§ **Фрагмент документа**:
Видел чудесную Домскую церковь, которая царит над Ригой. Видел разрушенную церковь Св. Петра, ее восстанавливают так же быстро, как Екатерининский дворец, а рядом роют котлован для новых построек, которые загородят это замечательное сооружение. Домская церковь в основе своей XIII века, а в последующие века перестраивалась. В час дня там была служба — я зашел послушать орган (второй в Европе по мощности). Впечатление потрясающее. Церковь и купол грандиозны и внутри и снаружи. Молящихся человек 7-8, зрителей вроде меня, человек 5, и 3 старухи с протянутой рукой. На кафедре стоял пастор и читал молитву, потом под этими колоссальными сводами вдруг зазвучал орган. Это такая силища звуков — буквально «глагол торжественный небес», так вероятно верующие средних веков это и воспринимали, как Голос Бога. Теперь только я понял строчку-стих Н. А. Львова из его стихотворения «Музыка или семитония».[III]

 

7. 09. 57. ...Вчера ездил в Майори (6 минут езды электрическим поездом); там осмотрел Дом-музей (дачу) Яна Райниса (1865 — 1929). Мемориальные комнаты три: его, на веранде, где поэт и умер 12.IX.1929 г., комната его жены — поэтессы Аспазии (1867 — 1943) и комната их домработницы, симпатичнейшей старушки (сужу по фотографии). В Майори действует постоянная выставка: «Рижское взморье». Там даны портреты всех русских писателей, когда-либо живших на взморье: Гончарова, Писарева, Горького, Брюсова. Старые гравюры с видами Риги и курортных мест, образцы костюмов курортников с XVIII века... Рыболовецкие атрибуты и проч.

Читаю немного, но не читать не могу. Писать не пишу, хотя дня два или три немножко занимался.

Позавчера для курортников была устроена прогулка на теплоходе по реке Лиелупе, проехали вверх по реке верст 20 — 25 и обратно. С одной стороны курорты: Булдури, Дзинтари, Майори, Дубалты и проч., с другой — рыболовецкие колхозы, домики с верандами и клумбами цветов, сети вдоль берегов и леса. Когда ехали, было прохладно, но я был в пальто, и мне было хорошо, большинство ушло вниз, осталось несколько человек на палубе <...>. Я не утерпел и еще раз ездил в Домский собор слушать орган.

§ **Показанный материал**:
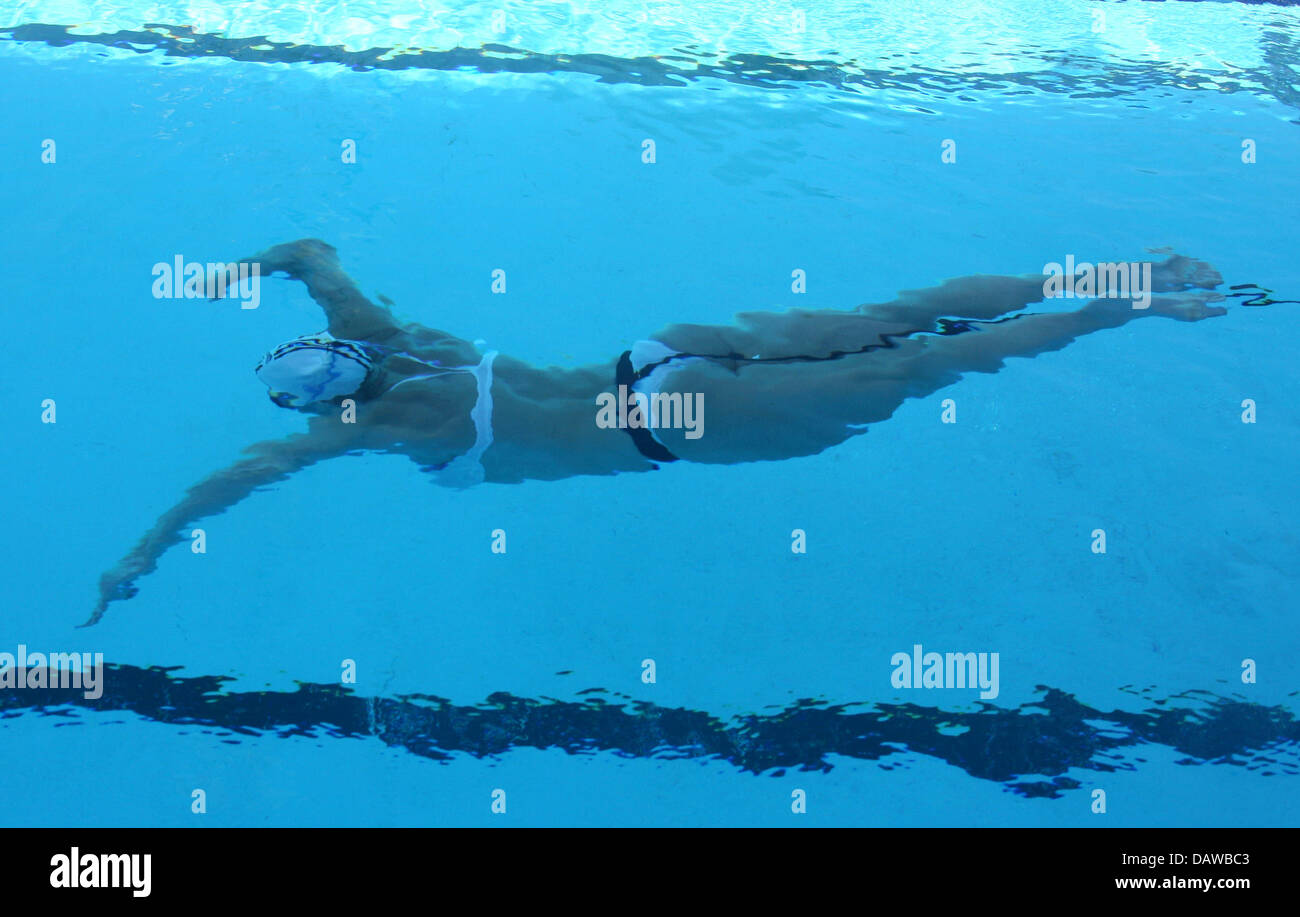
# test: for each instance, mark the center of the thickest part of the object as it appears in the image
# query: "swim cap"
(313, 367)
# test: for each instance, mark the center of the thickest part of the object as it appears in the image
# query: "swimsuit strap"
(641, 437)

---

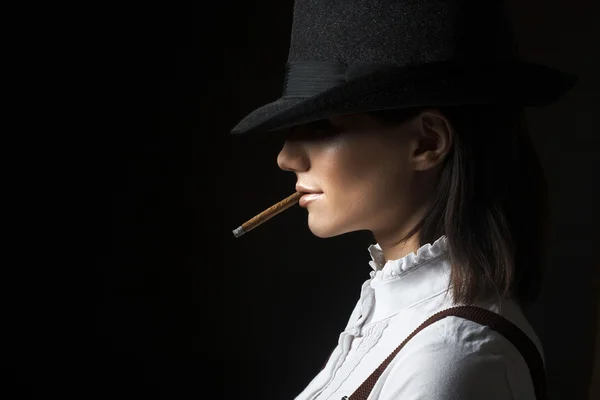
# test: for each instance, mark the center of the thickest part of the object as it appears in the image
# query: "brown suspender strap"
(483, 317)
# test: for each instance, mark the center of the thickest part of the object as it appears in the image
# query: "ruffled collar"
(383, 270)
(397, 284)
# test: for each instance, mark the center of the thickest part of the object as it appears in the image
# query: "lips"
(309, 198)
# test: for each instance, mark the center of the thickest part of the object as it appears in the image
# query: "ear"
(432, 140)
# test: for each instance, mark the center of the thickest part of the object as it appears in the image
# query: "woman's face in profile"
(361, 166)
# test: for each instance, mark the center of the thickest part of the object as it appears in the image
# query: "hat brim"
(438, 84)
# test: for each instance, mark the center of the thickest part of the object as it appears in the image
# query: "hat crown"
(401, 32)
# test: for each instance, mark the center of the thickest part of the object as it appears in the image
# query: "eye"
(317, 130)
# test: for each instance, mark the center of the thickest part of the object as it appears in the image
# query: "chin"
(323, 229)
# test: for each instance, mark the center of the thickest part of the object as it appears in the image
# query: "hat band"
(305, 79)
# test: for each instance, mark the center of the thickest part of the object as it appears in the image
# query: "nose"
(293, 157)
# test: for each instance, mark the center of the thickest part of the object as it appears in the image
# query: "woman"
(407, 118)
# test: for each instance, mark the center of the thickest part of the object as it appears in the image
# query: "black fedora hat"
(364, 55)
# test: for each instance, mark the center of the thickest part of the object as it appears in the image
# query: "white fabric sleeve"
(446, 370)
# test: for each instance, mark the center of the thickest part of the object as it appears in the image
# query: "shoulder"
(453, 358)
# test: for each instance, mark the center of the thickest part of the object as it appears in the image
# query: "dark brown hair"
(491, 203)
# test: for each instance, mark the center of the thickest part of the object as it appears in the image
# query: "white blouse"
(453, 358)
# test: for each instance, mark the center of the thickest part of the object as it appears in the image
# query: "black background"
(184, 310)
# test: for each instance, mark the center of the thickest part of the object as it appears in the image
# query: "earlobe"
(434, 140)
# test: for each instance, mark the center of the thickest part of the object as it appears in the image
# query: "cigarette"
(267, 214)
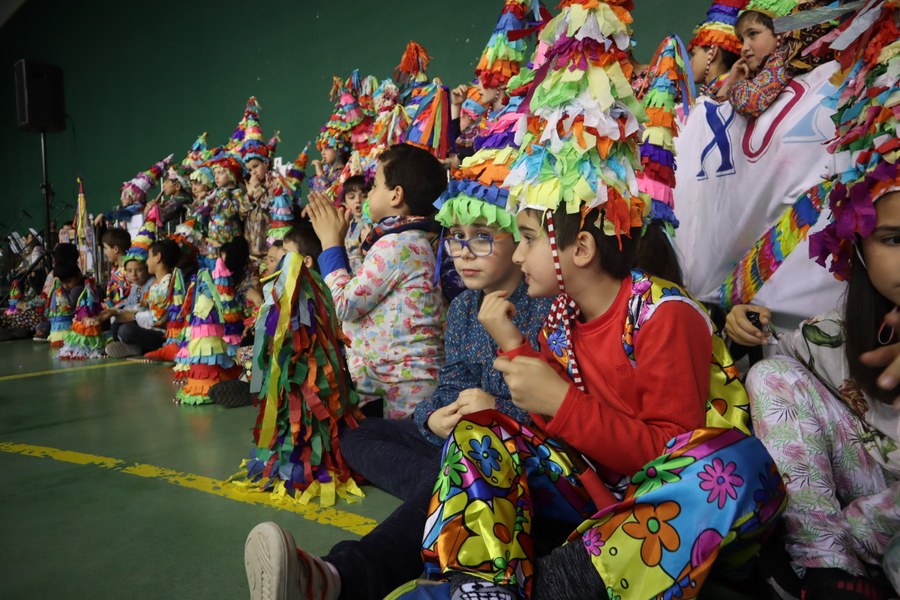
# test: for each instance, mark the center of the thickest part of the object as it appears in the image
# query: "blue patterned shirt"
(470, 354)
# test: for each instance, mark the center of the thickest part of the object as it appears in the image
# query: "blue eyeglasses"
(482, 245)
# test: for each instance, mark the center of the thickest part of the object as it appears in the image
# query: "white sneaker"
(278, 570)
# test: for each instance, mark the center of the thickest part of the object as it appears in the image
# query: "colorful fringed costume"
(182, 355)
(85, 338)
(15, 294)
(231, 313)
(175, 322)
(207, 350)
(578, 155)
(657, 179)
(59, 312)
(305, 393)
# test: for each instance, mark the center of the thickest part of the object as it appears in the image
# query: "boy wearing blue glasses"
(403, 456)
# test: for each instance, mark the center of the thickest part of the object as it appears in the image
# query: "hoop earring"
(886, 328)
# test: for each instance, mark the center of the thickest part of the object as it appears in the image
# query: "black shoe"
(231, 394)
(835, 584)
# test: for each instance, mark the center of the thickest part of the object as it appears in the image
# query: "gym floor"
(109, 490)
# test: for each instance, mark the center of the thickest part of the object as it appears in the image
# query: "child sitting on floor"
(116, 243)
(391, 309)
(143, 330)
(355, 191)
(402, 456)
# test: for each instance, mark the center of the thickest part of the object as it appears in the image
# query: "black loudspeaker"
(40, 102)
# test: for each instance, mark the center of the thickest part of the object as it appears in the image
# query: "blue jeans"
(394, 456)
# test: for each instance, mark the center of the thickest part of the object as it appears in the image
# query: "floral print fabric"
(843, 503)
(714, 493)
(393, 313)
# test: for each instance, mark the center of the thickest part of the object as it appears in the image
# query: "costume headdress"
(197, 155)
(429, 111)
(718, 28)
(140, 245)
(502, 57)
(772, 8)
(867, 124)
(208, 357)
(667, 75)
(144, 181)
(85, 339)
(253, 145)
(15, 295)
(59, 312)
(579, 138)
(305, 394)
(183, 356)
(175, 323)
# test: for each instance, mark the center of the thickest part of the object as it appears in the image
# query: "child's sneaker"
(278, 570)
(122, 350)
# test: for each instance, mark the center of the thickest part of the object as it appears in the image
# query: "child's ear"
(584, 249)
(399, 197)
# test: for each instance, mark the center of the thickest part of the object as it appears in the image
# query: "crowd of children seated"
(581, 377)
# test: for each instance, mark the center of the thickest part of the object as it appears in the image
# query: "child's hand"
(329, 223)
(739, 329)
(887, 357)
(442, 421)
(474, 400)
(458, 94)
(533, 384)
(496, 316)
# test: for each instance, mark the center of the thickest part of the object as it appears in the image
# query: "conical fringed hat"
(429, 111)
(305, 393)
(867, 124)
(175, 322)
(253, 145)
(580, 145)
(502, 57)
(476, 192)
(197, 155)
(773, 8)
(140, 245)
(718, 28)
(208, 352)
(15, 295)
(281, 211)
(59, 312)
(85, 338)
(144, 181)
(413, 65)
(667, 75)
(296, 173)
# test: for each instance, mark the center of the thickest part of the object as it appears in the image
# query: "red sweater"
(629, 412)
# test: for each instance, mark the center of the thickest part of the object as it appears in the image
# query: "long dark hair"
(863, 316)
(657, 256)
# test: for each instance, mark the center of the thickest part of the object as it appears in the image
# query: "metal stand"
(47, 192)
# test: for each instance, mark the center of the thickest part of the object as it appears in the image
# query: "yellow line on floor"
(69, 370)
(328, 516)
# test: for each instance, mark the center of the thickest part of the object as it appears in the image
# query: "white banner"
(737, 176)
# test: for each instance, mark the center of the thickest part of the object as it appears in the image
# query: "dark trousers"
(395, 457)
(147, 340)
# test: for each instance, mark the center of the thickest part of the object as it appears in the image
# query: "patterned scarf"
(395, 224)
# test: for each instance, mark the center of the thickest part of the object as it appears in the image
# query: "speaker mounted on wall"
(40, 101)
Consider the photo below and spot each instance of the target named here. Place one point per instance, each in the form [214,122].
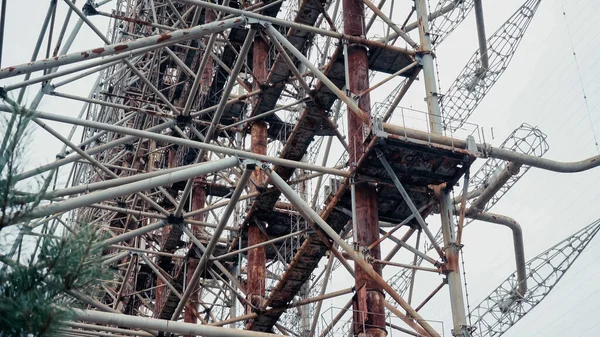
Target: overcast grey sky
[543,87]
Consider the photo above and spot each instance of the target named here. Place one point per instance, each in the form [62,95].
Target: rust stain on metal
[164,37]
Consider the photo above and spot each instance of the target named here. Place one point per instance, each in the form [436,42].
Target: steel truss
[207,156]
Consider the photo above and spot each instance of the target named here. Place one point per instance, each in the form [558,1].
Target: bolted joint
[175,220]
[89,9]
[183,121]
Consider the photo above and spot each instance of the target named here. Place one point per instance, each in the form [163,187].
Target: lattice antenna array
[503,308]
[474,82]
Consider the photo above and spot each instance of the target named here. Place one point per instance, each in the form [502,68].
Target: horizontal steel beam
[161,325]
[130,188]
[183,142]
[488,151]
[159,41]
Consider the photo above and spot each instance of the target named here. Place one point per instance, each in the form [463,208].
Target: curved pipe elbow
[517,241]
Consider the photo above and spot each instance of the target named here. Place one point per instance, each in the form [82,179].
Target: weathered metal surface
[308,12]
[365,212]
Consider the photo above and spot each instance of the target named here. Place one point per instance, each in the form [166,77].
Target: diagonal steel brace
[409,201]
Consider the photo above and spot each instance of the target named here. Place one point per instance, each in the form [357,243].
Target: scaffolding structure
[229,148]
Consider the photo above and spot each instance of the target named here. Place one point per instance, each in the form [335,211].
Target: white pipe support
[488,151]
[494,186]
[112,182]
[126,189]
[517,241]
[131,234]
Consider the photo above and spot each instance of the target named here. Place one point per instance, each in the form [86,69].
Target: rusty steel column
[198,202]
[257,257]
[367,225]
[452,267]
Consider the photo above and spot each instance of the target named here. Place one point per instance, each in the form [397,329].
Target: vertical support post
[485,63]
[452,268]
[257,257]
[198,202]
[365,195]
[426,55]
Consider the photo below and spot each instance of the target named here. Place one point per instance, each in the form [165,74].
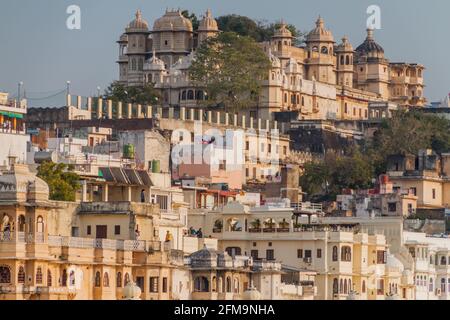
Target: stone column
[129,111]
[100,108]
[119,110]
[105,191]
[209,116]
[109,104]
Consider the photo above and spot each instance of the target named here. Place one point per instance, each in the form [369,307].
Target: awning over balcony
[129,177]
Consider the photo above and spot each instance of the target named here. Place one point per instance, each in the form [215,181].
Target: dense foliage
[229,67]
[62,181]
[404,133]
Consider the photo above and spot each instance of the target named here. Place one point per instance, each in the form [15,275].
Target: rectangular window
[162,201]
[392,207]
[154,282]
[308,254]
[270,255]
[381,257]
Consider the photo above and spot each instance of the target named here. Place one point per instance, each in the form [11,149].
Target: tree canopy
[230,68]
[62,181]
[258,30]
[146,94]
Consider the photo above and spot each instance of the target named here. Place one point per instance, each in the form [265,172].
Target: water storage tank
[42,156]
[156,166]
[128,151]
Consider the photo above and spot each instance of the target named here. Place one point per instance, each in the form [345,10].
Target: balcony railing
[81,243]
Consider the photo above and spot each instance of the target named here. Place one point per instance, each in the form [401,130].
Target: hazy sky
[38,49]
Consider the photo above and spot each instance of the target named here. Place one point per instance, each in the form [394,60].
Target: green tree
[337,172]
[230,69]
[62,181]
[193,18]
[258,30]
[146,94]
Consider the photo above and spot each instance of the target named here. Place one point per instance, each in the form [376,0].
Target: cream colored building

§ **Что требуется**: По какой реке, согласно фрагменту документа, для курортников устроили прогулку на теплоходе?

§ **Поле ответа**: По реке Лиелупе.